**DOCUMENT PASSAGE**

■ ■ ■ ■

One of Meshbesher’s motions was to suppress the photo identification of Boese by that witness from a six-person photo lineup given by an Anoka County Sheriff’s Office detective at the witnesses home June 17, 2012 because the manner in which the detective presented the line-up was “unnecessarily suggestive.”

But in denying the motion, Hall wrote, “There is no argument or evidence presented by the defendant to support this claim and defendant fails to even cite to any testimony in the record to support his claim.”

According to Hall, the detective took “meticulous care and precaution” to prevent from influencing the witness in the identification process.

Following the accident, authorities issued a description of the truck given by witnesses, a black, mid-’90s Chevy Z-71 pickup, the damage that was done – driver’s side door and side mirror – as well as a photo of a similar truck to the media and the morning of June 15, 2012 Coon Rapids Police got a call from an auto body repair shop in Minneapolis.

When the shop opened for business the morning of June 14, 2012 it got a call from a man, allegedly identified as Boese, who said he needed work done right away and would pay cash.

Later that morning, Boese arrived in his truck, a 1996 black Chevy Z-71 pickup truck, and allegedly said he needed the driver’s side mirror replaced as it had broken off and the windshield repaired, as well as dents in the driver’s door.

When police saw the truck, it looked as though the Z-71 stickers had recently been removed and some kind of compound was allegedly present.

Boese’s general physical description matched that given by witnesses, but when police contacted Boese he alleged he was not involved in any type of crash with a child or bike.

He alleged that the damage had been caused by an act of vandalism weeks before in Minneapolis, but he had not filed a police report and the stickers had been removed years before by his father.

■ ■ ■ ■

**EXTRACTED RECORDS**

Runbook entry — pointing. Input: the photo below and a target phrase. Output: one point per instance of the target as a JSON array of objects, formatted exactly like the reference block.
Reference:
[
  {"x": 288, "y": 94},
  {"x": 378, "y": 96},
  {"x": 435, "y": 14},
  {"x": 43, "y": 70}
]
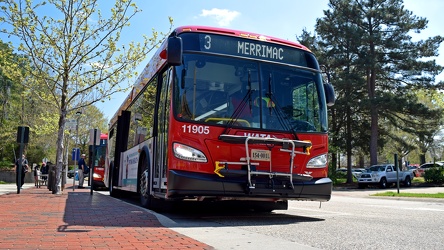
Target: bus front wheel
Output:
[{"x": 144, "y": 192}]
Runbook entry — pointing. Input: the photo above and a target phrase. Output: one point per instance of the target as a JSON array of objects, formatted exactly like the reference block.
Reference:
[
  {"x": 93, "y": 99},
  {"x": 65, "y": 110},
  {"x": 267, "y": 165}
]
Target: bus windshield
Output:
[{"x": 249, "y": 94}]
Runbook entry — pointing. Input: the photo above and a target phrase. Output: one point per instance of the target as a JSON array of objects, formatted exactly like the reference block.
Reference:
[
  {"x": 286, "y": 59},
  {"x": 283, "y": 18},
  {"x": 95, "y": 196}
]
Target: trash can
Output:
[{"x": 51, "y": 177}]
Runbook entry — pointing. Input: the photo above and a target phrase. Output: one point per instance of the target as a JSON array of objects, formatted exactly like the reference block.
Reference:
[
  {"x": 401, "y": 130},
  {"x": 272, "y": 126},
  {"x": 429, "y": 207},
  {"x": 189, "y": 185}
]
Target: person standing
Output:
[
  {"x": 36, "y": 176},
  {"x": 24, "y": 170},
  {"x": 44, "y": 172},
  {"x": 82, "y": 167}
]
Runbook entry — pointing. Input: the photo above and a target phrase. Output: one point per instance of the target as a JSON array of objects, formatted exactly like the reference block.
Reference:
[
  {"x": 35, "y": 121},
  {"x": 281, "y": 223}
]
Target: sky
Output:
[
  {"x": 284, "y": 19},
  {"x": 280, "y": 18}
]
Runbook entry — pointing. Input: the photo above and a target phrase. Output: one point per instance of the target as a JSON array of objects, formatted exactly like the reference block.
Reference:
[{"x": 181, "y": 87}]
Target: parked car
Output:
[
  {"x": 384, "y": 175},
  {"x": 355, "y": 171},
  {"x": 426, "y": 166}
]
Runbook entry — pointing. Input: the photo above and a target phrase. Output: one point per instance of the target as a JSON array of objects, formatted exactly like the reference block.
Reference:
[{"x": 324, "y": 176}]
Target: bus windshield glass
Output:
[{"x": 243, "y": 93}]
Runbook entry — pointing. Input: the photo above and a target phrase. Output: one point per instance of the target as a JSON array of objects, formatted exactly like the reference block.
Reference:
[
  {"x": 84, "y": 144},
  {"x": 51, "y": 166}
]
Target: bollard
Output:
[{"x": 51, "y": 177}]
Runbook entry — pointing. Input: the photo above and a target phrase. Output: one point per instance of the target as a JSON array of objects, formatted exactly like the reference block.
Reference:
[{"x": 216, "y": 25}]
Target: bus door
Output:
[{"x": 161, "y": 149}]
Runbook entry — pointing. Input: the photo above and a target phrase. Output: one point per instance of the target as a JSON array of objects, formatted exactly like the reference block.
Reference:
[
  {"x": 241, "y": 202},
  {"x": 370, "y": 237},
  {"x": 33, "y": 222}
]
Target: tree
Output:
[
  {"x": 370, "y": 51},
  {"x": 76, "y": 54}
]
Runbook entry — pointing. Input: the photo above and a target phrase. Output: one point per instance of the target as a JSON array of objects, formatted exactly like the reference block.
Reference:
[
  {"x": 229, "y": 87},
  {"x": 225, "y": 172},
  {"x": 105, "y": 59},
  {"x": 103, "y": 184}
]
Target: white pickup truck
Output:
[{"x": 384, "y": 175}]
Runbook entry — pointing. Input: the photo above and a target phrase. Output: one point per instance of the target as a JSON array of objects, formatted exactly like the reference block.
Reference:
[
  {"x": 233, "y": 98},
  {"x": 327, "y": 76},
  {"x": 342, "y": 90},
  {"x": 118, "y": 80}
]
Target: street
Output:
[{"x": 351, "y": 220}]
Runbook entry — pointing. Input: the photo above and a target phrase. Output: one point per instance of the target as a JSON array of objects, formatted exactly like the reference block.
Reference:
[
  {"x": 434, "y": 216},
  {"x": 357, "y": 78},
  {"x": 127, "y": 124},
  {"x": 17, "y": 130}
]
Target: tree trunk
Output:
[{"x": 59, "y": 154}]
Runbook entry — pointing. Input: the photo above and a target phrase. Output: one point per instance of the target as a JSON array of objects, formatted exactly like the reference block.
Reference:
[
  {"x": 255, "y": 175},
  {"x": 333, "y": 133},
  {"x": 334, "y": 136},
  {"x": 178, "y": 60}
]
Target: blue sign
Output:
[{"x": 75, "y": 154}]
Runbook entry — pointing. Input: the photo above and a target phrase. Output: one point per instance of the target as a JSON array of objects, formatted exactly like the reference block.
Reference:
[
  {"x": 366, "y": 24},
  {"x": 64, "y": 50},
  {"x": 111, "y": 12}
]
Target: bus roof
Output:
[{"x": 156, "y": 62}]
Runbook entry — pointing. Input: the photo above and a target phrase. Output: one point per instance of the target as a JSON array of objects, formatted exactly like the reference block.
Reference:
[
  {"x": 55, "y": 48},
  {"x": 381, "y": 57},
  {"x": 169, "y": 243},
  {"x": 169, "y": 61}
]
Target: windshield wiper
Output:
[
  {"x": 240, "y": 108},
  {"x": 281, "y": 117}
]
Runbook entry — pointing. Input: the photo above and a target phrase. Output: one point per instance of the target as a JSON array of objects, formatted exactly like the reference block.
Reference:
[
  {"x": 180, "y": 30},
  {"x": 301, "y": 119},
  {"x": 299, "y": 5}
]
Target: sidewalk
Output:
[{"x": 38, "y": 219}]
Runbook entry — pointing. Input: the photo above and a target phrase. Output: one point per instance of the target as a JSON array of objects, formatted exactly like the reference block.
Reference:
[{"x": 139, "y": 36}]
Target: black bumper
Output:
[{"x": 183, "y": 184}]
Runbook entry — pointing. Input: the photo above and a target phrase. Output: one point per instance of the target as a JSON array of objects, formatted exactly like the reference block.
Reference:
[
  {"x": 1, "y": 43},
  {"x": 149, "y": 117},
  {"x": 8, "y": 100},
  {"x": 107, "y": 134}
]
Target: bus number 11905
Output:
[{"x": 196, "y": 129}]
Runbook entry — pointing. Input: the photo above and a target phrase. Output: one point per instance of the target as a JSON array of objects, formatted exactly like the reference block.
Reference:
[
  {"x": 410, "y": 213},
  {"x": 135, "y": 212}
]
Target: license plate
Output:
[{"x": 260, "y": 155}]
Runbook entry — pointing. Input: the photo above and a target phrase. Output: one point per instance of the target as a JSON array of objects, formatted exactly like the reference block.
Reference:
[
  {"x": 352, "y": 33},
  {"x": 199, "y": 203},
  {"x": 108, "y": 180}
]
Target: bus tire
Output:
[{"x": 144, "y": 177}]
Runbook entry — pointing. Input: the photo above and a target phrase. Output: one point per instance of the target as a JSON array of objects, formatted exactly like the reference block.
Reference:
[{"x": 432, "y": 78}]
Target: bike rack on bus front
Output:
[{"x": 287, "y": 145}]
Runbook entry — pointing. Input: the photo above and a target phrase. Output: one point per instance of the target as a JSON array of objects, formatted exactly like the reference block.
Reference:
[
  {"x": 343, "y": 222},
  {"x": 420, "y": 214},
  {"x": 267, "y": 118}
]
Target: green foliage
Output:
[
  {"x": 377, "y": 71},
  {"x": 434, "y": 175},
  {"x": 75, "y": 62},
  {"x": 6, "y": 165}
]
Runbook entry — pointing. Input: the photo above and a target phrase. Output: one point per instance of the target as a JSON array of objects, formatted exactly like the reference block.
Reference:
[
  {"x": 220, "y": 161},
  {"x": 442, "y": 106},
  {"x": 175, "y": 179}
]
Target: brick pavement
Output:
[{"x": 38, "y": 219}]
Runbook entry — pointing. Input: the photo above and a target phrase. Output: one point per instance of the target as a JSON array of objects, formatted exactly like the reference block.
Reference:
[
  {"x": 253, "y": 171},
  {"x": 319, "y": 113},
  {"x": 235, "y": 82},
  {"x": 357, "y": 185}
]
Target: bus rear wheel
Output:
[{"x": 144, "y": 177}]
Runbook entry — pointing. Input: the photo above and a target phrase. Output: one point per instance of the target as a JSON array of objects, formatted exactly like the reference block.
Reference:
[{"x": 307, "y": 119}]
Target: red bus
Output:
[
  {"x": 220, "y": 114},
  {"x": 98, "y": 161}
]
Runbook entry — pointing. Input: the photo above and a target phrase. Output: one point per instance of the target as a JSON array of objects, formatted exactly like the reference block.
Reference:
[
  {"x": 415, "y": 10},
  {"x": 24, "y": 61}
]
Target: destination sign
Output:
[{"x": 246, "y": 48}]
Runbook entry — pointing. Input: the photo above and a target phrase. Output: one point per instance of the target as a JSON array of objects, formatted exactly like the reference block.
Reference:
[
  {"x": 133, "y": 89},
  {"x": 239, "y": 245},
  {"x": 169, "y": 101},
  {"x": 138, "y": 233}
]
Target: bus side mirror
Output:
[
  {"x": 174, "y": 51},
  {"x": 329, "y": 94}
]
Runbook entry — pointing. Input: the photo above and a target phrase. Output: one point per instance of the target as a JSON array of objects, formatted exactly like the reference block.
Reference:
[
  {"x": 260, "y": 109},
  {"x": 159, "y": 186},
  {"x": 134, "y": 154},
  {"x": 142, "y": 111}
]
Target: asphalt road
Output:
[{"x": 350, "y": 220}]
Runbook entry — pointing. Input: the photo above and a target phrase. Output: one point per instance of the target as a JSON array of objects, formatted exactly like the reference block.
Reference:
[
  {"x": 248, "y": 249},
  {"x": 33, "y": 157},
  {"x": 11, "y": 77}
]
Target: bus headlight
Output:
[
  {"x": 318, "y": 162},
  {"x": 188, "y": 153}
]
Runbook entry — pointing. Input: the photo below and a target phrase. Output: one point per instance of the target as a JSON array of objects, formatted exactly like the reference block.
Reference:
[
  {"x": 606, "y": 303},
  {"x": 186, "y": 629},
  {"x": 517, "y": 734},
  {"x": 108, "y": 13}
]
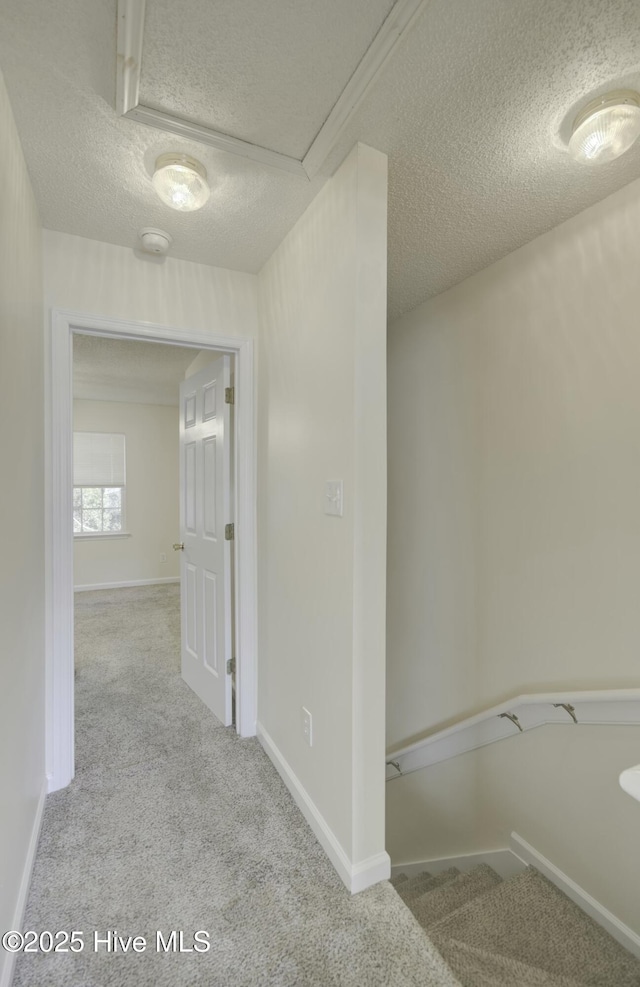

■ ■ ■ ■

Print the passage of the court ruling text from "But in denying" up to and including "would pay cash.", word for word. The entries have nothing to do with what follows.

But in denying the motion, Hall wrote, “There is no argument or evidence presented by the defendant to support this claim and defendant fails to even cite to any testimony in the record to support his claim.”

According to Hall, the detective took “meticulous care and precaution” to prevent from influencing the witness in the identification process.

Following the accident, authorities issued a description of the truck given by witnesses, a black, mid-’90s Chevy Z-71 pickup, the damage that was done – driver’s side door and side mirror – as well as a photo of a similar truck to the media and the morning of June 15, 2012 Coon Rapids Police got a call from an auto body repair shop in Minneapolis.

When the shop opened for business the morning of June 14, 2012 it got a call from a man, allegedly identified as Boese, who said he needed work done right away and would pay cash.